Start of Block

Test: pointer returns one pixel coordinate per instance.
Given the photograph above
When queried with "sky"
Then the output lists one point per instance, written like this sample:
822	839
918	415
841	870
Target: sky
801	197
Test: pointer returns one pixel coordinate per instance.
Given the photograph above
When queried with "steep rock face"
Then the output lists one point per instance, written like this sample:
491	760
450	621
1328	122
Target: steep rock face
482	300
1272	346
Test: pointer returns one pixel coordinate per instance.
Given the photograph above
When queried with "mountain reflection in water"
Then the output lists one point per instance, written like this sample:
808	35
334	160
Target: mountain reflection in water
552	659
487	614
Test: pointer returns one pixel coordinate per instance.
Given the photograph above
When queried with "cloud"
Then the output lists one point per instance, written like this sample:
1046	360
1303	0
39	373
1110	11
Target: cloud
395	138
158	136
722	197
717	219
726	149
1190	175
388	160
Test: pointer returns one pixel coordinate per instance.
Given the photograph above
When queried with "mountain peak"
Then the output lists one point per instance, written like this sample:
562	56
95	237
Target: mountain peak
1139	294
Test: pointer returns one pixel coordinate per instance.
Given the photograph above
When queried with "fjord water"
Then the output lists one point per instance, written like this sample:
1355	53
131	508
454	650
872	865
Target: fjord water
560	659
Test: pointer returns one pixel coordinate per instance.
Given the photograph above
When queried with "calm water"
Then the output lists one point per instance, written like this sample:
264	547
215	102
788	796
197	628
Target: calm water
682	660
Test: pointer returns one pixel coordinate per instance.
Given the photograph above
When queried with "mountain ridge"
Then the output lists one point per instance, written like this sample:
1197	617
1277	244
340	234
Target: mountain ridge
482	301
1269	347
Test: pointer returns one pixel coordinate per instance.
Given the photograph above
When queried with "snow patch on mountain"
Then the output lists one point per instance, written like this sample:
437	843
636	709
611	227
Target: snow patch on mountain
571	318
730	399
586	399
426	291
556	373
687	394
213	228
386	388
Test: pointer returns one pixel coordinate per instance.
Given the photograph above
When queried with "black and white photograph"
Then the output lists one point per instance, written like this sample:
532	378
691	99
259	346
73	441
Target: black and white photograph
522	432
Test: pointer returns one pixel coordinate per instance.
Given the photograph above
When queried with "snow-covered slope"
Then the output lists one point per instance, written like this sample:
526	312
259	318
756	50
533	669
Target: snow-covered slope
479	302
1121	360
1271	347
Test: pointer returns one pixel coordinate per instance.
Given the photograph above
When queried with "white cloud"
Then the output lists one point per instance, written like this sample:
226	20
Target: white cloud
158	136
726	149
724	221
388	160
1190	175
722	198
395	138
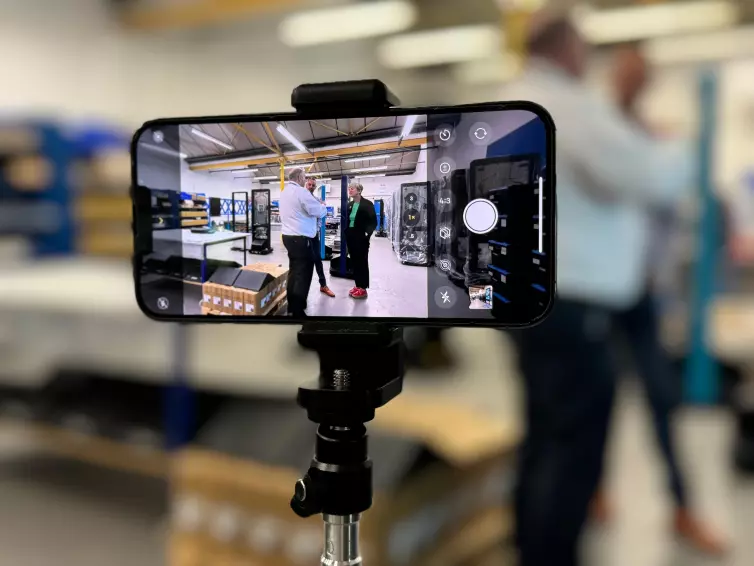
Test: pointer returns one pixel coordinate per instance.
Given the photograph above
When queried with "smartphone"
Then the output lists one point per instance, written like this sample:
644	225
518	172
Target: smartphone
442	216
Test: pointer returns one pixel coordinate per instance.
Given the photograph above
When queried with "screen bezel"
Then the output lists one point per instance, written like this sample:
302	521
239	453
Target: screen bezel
325	114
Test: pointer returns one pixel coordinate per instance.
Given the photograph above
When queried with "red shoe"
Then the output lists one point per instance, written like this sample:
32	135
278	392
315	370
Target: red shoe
326	290
698	535
359	294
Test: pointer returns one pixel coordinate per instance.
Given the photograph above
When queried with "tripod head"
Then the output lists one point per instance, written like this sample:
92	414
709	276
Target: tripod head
361	369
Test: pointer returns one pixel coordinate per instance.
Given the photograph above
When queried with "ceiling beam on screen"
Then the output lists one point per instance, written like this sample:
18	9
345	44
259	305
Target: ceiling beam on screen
341	151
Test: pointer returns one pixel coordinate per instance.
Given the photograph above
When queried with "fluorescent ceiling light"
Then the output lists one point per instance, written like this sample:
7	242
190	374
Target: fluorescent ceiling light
291	138
494	70
163	150
353	22
656	20
200	134
716	46
242	170
409	125
380	168
367	158
438	47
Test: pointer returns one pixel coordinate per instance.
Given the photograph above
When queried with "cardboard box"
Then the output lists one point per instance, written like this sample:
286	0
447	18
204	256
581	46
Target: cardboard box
259	303
212	296
239	303
440	470
227	295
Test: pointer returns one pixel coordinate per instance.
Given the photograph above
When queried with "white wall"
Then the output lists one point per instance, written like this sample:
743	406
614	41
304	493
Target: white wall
70	59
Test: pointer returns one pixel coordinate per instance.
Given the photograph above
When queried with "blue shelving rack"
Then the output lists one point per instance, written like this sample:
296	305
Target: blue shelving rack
45	215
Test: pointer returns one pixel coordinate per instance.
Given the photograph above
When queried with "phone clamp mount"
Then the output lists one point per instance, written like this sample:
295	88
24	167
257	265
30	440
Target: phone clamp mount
361	370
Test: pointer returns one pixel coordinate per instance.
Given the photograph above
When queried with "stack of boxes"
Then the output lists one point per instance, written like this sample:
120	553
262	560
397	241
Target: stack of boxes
254	290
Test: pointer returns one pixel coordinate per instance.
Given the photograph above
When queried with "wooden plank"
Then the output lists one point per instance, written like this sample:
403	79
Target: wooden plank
101	451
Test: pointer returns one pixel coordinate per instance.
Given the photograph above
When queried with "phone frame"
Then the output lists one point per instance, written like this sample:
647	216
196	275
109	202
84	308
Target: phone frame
325	114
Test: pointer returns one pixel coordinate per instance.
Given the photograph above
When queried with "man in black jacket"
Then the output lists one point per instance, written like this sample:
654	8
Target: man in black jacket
362	222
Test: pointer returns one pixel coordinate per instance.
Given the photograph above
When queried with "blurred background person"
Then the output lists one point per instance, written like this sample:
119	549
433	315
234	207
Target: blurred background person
608	172
69	325
362	222
639	326
311	185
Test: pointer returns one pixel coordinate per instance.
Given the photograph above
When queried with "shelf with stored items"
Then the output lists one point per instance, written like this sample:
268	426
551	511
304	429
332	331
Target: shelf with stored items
193	210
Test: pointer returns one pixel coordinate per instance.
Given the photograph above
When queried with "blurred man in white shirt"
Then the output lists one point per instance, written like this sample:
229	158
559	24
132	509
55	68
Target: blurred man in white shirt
609	172
300	212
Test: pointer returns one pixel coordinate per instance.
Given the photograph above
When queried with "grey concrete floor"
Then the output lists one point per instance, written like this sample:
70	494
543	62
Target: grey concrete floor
395	289
57	512
640	532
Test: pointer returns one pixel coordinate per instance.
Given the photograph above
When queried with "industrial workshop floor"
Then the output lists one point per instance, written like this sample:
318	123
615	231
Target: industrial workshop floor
53	512
395	289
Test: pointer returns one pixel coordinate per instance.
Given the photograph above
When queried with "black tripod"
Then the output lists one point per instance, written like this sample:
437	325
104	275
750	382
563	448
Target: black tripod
361	369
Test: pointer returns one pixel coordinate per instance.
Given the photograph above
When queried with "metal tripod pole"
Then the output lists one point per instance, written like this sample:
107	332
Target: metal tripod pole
341	541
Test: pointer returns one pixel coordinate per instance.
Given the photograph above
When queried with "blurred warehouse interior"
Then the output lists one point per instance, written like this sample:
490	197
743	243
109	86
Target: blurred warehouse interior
126	441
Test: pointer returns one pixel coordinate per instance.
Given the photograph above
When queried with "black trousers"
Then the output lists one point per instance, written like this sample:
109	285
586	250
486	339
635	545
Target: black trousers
569	379
358	250
639	327
300	272
318	262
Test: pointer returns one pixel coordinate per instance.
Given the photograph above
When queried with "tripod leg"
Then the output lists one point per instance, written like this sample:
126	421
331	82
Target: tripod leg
341	541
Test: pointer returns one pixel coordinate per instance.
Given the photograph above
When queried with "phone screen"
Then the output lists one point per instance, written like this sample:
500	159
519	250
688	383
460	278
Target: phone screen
442	215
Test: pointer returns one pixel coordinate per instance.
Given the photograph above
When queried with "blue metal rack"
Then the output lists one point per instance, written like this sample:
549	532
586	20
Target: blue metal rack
44	216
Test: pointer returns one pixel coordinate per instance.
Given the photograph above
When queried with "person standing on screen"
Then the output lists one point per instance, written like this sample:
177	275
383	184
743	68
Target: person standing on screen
608	171
299	213
362	222
311	185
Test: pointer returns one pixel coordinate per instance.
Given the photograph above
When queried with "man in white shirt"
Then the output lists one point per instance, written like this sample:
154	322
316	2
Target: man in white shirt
609	172
300	212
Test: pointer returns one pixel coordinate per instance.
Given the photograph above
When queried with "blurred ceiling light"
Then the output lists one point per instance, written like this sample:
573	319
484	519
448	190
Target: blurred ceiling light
242	170
656	20
291	138
438	47
528	5
163	150
367	158
200	134
364	169
729	44
409	125
346	23
494	70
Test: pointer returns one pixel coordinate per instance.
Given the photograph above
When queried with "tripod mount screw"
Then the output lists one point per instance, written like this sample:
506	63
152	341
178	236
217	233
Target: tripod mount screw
341	379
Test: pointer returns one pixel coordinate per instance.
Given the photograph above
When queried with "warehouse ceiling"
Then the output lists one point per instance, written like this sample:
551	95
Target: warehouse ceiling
335	147
161	14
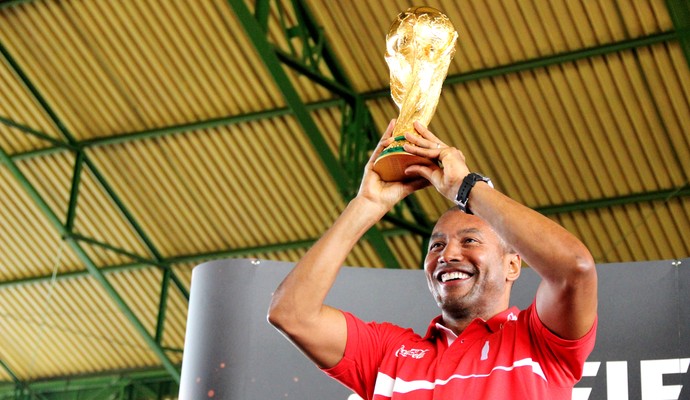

End of Block

**WORK TO BE COMPLETED**
Leaving the pictures out, transcribe word for word the lines from the one with "Target: blue metal rack" to the end of the material above, inclusive, and nothing else.

**TASK RESPONSE**
Target: blue metal rack
44	216
Test: pointer returns one pixel coordinate per instance.
Given the photograph above
When queried with "person standing on screen"
Then the output lists one point per instance, written like this sample:
177	275
383	184
743	68
Target: person standing on screen
608	171
299	213
362	222
311	185
Test: pointer returns one pixel coordinate per instance.
Given the photograph above
When queried with "man in white shirt"
Then the output lists one point per instance, written like this sample:
154	322
316	2
Target: man in white shirt
609	172
300	212
Test: pointer returns one pixel coordinate per instance.
Given the photograph above
When queried with "blurred ceiling light"
Then the output lists one point per instance, written like this sample:
573	319
484	519
448	190
Target: blurred ceiling light
242	170
656	20
291	138
438	47
528	5
163	150
367	158
200	134
364	169
729	44
409	125
346	23
494	70
Test: pointer returns one pixel coordinate per instance.
Given the photograph above
When queried with "tripod mount screw"
Then the output lists one point per instance, written like this sample:
506	63
152	341
178	236
217	233
Target: tripod mount screw
341	379
Test: pointer returns one pixel coordinate per instance.
Given the photograph above
When queried with "warehouse ceiling"
Then the output lists one point per instance, written like this sample:
551	95
Target: warehouse ceiling
335	147
161	14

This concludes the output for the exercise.